Your onboarding plan should provide a learning path that’s tailored for all sales team members and their roles: sellers, BDRs, account managers, customer success, managers, coaches, etc. It’s how you set everyone up for success.

Year 1 Training Plan [Detailed Example]

Year One Training Plan Example

To resonate with participants and make the training impactful, it’s important to target the training curriculum to groups of learners as appropriate—for example, based on role (business dev rep, inside sales rep, outbound sales, field sales, customer service, account manager, sales manager, etc.), product/service, industry, channel, geography, and so on.

While some topics will be relevant across the board, the nuances matter. Tailoring examples, exercises, and tools to your organization and market, as well as specific groups, ensures the training prepares new hires to succeed.

Make It Modular

You don’t want to create an onboarding program from scratch with each new cohort or individual hire. It’s not efficient or effective.

Instead, tap into a training resource library that’s flexible and scalable to meet your learners’ needs now and later. This could be an internally created resource, or one created by a third party.

A modular approach to sales training lends itself to tailored learning journeys, as well as everboarding—that is, going beyond the initial onboarding, to deliver resources for continuous learning as team members develop new skills and grow their capabilities over time.

For instance, RAIN Group clients can provide their sales teams with access to our entire training suite—including learning modules, videos, tools and assets, Train the Trainer and Train the Coach, learning journeys, and implementation support—across topics including sales skills, productivity, management, and coaching areas through our affordable subscription-based RAIN Group Total Access.

This allows for:

  • Cohorts to train concurrently
  • Different curricula to be assigned by segment (e.g., role, division, geography)
  • A variety of modalities including on-site, virtual instructor-led, self-study, and hybrid training
  • A scalable and flexible approach to deliver to small groups or large roll outs as needed

Once you have a tailored curriculum and schedule in place, you’re able to hold both sellers and sales managers accountable—sellers for completing the onboarding curriculum and sales managers for facilitating discussions with sellers around key topics.

2. Deliver Highly Effective Onboarding

When it comes to delivering the onboarding program, there are five key components to consider:

1. Structured Onboarding with Accountability

When sellers have a clear onboarding process, sales strategy, and method, they’re equipped to excel. As mentioned above, with a well-defined curriculum, sellers and sales managers can be held accountable. This structure, combined with application assignments and regular coaching, ensures sellers feel supported and engaged.

When delivering the onboarding, make sure expectations are set from the get-go. New hires should know exactly what is expected of them over what timeframe with regular progress check-ins and one-on-ones to stay on track. A simple expectations-setting meeting and timeline in their first week can go a long way towards setting the table for success.

2. Modern Training Techniques

Gone are the days when sales onboarding was limited to classroom sessions. Today, flipped classrooms and blended delivery methods, including web-based tools like video, gamification, AI, and digital simulations, make training more engaging and effective.
^^^^^^^^^^^^^^^^
◆ **TASKS**:
1 - Repeat word for word the part of the sales onboarding text starting at "Once you have" and ending at "supported and engaged.".
2 - According to the sales onboarding text, what is everboarding?
3 - Write the next part of the sales onboarding text, carrying on right after its last sentence.

◆ **DATASET CONTENT**:
^^^^^^^^^^^^^^^^
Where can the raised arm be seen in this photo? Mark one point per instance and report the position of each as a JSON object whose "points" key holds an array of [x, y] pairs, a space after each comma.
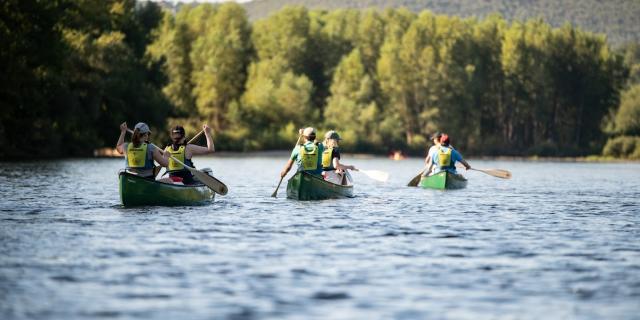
{"points": [[339, 166], [466, 165], [123, 132], [159, 157], [198, 150], [286, 168]]}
^^^^^^^^^^^^^^^^
◆ **EXERCISE RESULTS**:
1 -
Once you have a tailored curriculum and schedule in place, you’re able to hold both sellers and sales managers accountable—sellers for completing the onboarding curriculum and sales managers for facilitating discussions with sellers around key topics.

2. Deliver Highly Effective Onboarding

When it comes to delivering the onboarding program, there are five key components to consider:

1. Structured Onboarding with Accountability

When sellers have a clear onboarding process, sales strategy, and method, they’re equipped to excel. As mentioned above, with a well-defined curriculum, sellers and sales managers can be held accountable. This structure, combined with application assignments and regular coaching, ensures sellers feel supported and engaged.

2 - Everboarding goes beyond the initial onboarding to give team members resources for continuous learning as they develop new skills and grow their capabilities over time.

3 -
Consider a hybrid delivery with both in person and remote elements to create an effective onboarding experience that includes:

  • Simulations and role plays (used by 66% of organizations with the most effective onboarding)
  • Knowledge checks/quizzes (used by 66% of organizations with the most effective onboarding)
  • Activities and exercises (used by 64% of organizations with the most effective onboarding)
  • Shadowing other sellers or team members (used by 60% of organizations with the most effective onboarding)

3. Reinforced Learning

Despite the demonstrated benefits of reinforcement in sales training, less than half of companies follow up on their initial training. Research shows that consistent reinforcement, especially through engaging videos and microlearning, can lead to a 20% increase in salespeople achieving their quotas2.

The power of spaced repetition and interval reinforcement can't be overstated. For instance, exposing learners to an idea six times with short breaks in between can boost retention rates to over 90%3.

An effective onboarding program will reinforce what the new hires need to know, giving them multiple exposures to the most important topics over time.

4. Practical Application

Learning is most effective when it's applied. Just as you can’t learn to ride a bike by merely watching videos, sellers need to practice their skills. Application assignments, where sellers apply new skills in real-world scenarios and receive feedback, are invaluable. For each new skill, give sellers a practical assignment to complete and share with their coach or manager for feedback.

For example, an application assignment that’s part of a training module on objection handling, might have sellers prepare for an upcoming sales call by:

  • Making a note of the possible objections or questions the buyer will have
  • Identifying the type of each objection
  • Preparing how they’ll respond

Then, prior to the call, sellers review and discuss their response strategy with their coach and receive feedback. This hands-on approach ensures that sellers not only learn but also master the skills they're taught.

5. Ongoing Coaching

A key theme throughout this article is the importance of coaching and we’ll say it again here: be sure to include a regular schedule of coaching for sellers where managers or coaches provide feedback on seller activities (needs discovery calls, proposals, etc.).

A seller's experience of being invested in and supported, combined with the increased effectiveness of the onboarding process and the faster time to ramp-up, will reduce unwanted turnover.

The goal is to move from learning to immediate on-the-job application, ensuring that onboarding translates into tangible results.

All of this—structured onboarding with accountability, modern training techniques, reinforced learning, practical application, and a regular schedule of coaching—allows organizations to implement effective onboarding that gets new hires to productivity faster.

3. Enable New Sales Hires to Succeed

In the Enable phase of the onboarding process, you empower your sellers to execute. You accomplish this by providing productivity and execution coaching and embedding the sales method into the organization.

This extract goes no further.